#### SET PROBLEM:
Copy out every line below that contains the string "Give". Case counts, so only matches with the same capitalization qualify.

#### RECORD EXCERPTS:
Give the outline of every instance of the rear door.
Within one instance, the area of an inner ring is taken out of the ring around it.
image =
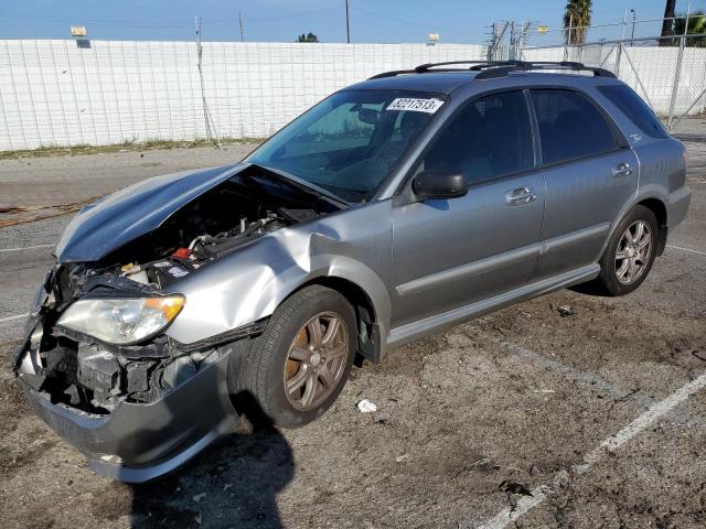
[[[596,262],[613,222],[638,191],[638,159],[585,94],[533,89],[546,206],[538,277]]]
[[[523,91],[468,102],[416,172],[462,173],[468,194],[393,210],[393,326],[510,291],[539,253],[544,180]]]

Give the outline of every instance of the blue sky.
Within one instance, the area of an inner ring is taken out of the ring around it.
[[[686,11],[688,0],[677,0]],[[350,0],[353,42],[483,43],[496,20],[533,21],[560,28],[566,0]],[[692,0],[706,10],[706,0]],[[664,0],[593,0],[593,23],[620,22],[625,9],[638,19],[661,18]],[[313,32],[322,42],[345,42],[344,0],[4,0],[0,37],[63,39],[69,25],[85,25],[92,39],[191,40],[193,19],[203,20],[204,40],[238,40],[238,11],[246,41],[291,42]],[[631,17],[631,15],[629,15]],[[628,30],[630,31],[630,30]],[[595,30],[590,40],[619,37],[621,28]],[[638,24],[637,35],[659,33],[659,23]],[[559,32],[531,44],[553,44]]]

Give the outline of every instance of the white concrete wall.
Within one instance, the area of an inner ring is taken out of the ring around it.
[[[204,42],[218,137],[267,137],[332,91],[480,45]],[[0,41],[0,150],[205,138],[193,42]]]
...
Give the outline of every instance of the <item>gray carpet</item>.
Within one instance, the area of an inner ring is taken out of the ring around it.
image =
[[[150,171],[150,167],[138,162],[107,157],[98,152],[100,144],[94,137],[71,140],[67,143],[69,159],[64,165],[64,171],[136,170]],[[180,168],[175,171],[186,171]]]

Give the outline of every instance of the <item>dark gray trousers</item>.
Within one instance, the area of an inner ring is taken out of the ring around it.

#### SOLUTION FOR THIS TASK:
Give the outline of every instance of the rear door.
Give the outline of every instance of the blue sky.
Give the outline of every instance of the white concrete wall.
Give the outline of every instance of the <item>gray carpet</item>.
Give the outline of every instance of the <item>dark gray trousers</item>.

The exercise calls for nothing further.